- PARTS OF THE EXERCISE:
A - Would you output the part of the shot boundary detection text between "Hence, this paper" and "concludes the paper.", inclusive?
B - How would you render this sentence from the shot boundary detection text in Spanish: "Support vector machine (SVM) is used to detect transition and non-transition frames based on the fused features."
C - Can you take the shot boundary detection text further, picking up after its last sentence?

Pixel-based, histogram-based, edge-based, and motion-based are examples of techniques that are used for feature extraction. Extensive survey can be found in [4]. Recently, the analysis of SBD is performed in transform domain rather than in the time domain. The reason is that transform domain allows to view signals in different domain and gives a massive shift in terms of its powerful capability for analyzing the signals’ components [25, 26]. To transform a signal/image from time/spatial domain into transform (moment) domain, the orthogonal polynomials are employed. Orthogonal moments, transform coefficients, are scalar quantities used to represent the visual information. These moments represent the projection of signal on orthogonal polynomials. The ability of the orthogonal polynomials (OPs) is characterized by their energy compaction and localization properties [26].

Different OPs occupy a significant position in signal processing and computer vision fields [2] such as Discrete Krawtchouk-Tchebichef transform (DKTT) [26]. DKTT shows a high energy compaction and good localization properties compared to Tchebichef polynomial (TP) and Krawtchouk polynomial (KP).

Energy compaction is an important property where the tendency of DKTT to return back a large fraction of signal energy into relatively few coefficients of the transform components. In addition, the localization property improves the overall quality of the DKTT especially when the ROI is located priori in the image and adds value to feature extraction by reducing the computation time.

Hence, this paper introduces the use of DKTT as a feature extraction tool for representing video frames. In addition, new features, namely moments of smoothed and gradients frames, are extracted from video frames using OPs (DKTT). These features are then fused to form a single feature vector. Support vector machine (SVM) is used to detect transition and non-transition frames based on the fused features.

This paper is organized as follows: Section 2 describes a brief survey on the related work. Section 3 introduces OPs and the mathematical model of the implemented OP. Section 4 provides the proposed features extraction method based on OP to detect HT. Section 5 presents the experimental results to highlight the effectiveness of the extracted features. Finally, the Section 6 concludes the paper.

2 Related work

In the literature, various methods based on different schemes for SBD have been introduced. Generally, SBD workflow is divided into three stages: 1) representing the visual information for video frames (feature extraction), 2) constructing the continuity signal from the extracted features, and 3) detecting transitions. In this section, related works for each of the aforementioned stages are discussed.

2.1 Feature extraction

The extracted features from video frames are used to concisely represent the visual information of these frames. Different types of visual information representation are introduced such as: pixel-based histogram-based, edge-based, and transform-based. The simple and fast approach is the pixel-based technique (PBT) [14, 43, 53], where the pixel intensities are directly employed to represent the visual information. However, the PBTs are highly sensitive to object/camera motion and various types of camera operations as well as global motion. Thus, this sensitivity highly affects the accuracy of the SBD algorithm which in fact reduces the precision rate due to the high false alarm rate [4]. In addition to their sensitivity, missed detection results [18].

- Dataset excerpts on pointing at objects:
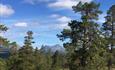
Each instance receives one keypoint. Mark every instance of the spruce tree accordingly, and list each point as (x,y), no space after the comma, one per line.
(86,43)
(109,32)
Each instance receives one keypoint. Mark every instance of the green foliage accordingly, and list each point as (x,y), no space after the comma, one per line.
(86,48)
(3,65)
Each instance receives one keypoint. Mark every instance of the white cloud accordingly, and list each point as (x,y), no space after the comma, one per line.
(55,16)
(66,3)
(6,10)
(35,1)
(21,24)
(64,19)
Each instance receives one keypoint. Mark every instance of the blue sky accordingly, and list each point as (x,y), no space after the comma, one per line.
(45,18)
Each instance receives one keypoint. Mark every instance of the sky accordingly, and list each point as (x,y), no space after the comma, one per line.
(46,18)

- ANSWERS TO THE EXERCISES:
A -
Hence, this paper introduces the use of DKTT as a feature extraction tool for representing video frames. In addition, new features, namely moments of smoothed and gradients frames, are extracted from video frames using OPs (DKTT). These features are then fused to form a single feature vector. Support vector machine (SVM) is used to detect transition and non-transition frames based on the fused features.

This paper is organized as follows: Section 2 describes a brief survey on the related work. Section 3 introduces OPs and the mathematical model of the implemented OP. Section 4 provides the proposed features extraction method based on OP to detect HT. Section 5 presents the experimental results to highlight the effectiveness of the extracted features. Finally, the Section 6 concludes the paper.

B - Se utiliza una máquina de vectores de soporte (SVM) para detectar fotogramas de transición y de no transición a partir de las características fusionadas.

C -
To alleviate the sensitivity of the PBT, histogram-based techniques (HBTs) were introduced [15, 16, 42]. The HBTs replace the dependency on the spatial information by considering the color distribution for each frame. This dependency makes the HBTs to be less sensitive to small global and local motions. Different types of color spaces are employed to extract histogram from frame such as gray [41], RGB [40], HSV [11], and L*a*b* [20]. However, HBTs are less sensitive to object/camera motion compared to PBTs, false positives are reported due to large object/camera motions and flash lights. In addition, miss detection highly occurs between two shots that fit in the same scene because of the similarity in the color distribution between the neighboring shots’ frames.

Algorithms based on edge features were also presented to reduce the influence of object/camera motion and flash light. In [49], Yoo et al. presented an edge object tracking-based algorithm to detect shots. On the other hand, the ratio of exiting and entering edge between consecutive frames is utilized to detect shot transitions [51, 52]. In spite of the fact that edge based techniques (EBTs) get the benefit of edges as a frame feature, the detection accuracy is still unsatisfactory due to: 1) EBTs are expensive due to the number of processes employed (edge detection, edge change ratio, motion compensation or edge tracking), 2) their performance is below the performance of HBT [4]. However, EBTs are able to remove the flash light because they are invariant to illumination change.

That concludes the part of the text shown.